#### Data shown
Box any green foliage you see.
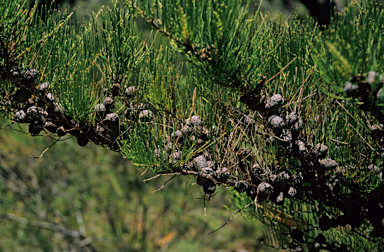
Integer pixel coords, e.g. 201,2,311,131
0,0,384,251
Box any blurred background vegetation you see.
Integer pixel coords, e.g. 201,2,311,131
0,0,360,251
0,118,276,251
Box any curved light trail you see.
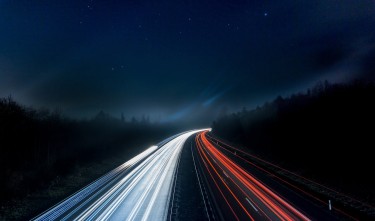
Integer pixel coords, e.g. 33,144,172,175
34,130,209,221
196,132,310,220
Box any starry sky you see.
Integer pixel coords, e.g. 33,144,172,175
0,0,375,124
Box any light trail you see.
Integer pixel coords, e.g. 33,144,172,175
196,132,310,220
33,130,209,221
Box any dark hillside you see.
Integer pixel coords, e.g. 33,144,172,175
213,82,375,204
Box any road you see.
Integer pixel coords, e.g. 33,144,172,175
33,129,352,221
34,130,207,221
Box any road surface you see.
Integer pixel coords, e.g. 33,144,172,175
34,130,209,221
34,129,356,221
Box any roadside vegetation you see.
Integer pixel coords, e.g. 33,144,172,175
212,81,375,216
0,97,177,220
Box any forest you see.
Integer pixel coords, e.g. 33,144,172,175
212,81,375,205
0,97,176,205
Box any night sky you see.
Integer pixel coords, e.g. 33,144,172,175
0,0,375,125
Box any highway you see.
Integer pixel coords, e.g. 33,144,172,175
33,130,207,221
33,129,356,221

#### Description of the task
Lay out every entry above as a two-column CSV with the headers text and answer, one row per entry, with each field quoted and its line breaks turned into spaces. Leave the pictures out.

#### Response to this exercise
text,answer
"Box any green foliage you see. Integer pixel coords, e.g. 201,2,311,131","0,0,384,251"
"Box any blurred background vegetation you see. Integer pixel coords, e.g. 201,2,311,131","0,0,360,251 0,118,276,251"
"Box any curved light trail you see. Integer pixel coords, e.g. 33,144,172,175","34,130,209,221 196,132,310,220"
"Box any starry sky you see. Integer pixel coords, e.g. 33,144,172,175","0,0,375,124"
"Box any light trail you see. Integer pixel coords, e.g. 33,144,172,175","196,132,310,220 33,130,209,221"
"Box any dark hillside you see. Integer pixel coords, e.g. 33,144,172,175","213,82,375,204"
"Box any road you see. Integer pixel coords, e.g. 33,144,172,175","33,129,352,221 34,130,207,221"
"Box any road surface you see. Integer pixel coords, e.g. 33,144,172,175","34,130,209,221 34,129,356,221"
"Box any roadside vegetation you see. Integer pixel coords, e.g. 33,144,172,175","212,81,375,216 0,97,177,220"
"Box any forest you see. Integer pixel coords, e.g. 33,144,172,175","212,81,375,205 0,97,176,205"
"Box any night sky you see. Integer pixel coords, e.g. 33,144,172,175","0,0,375,125"
"Box any highway you see. Integer pixel coords, e.g. 33,144,172,175","33,130,207,221 33,129,356,221"